───── Records provided
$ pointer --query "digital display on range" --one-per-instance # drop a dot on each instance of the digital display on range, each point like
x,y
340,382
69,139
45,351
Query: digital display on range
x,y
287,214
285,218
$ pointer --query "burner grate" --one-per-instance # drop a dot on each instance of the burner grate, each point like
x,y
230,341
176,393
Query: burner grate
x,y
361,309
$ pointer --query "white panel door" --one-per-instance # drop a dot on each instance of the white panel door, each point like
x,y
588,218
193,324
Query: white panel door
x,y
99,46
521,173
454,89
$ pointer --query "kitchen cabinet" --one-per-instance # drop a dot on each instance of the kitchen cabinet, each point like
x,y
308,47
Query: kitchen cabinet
──────────
### Your goal
Give the material above again in its entirety, exactly as it appears.

### Task output
$ pointer --query "digital display on range" --one-per-instance # drop a dot on each instance of the digital display on range, each point like
x,y
340,382
69,139
45,351
Query: digital display on range
x,y
287,214
285,218
$ pointer --query "burner grate" --one-per-instance # drop a dot on each instance of the burner grate, each point like
x,y
230,341
176,393
Query: burner grate
x,y
361,309
$ pointer --query "white panel door" --one-per-instance # drop a dot on each instance of the white panel door, each point like
x,y
588,218
193,324
Query: white panel door
x,y
99,46
521,173
454,89
$ pointer --query "kitchen cabinet" --one-per-instance # drop a dot on each instance of the kitchen cabinet, each point like
x,y
308,47
Query: kitchen cabinet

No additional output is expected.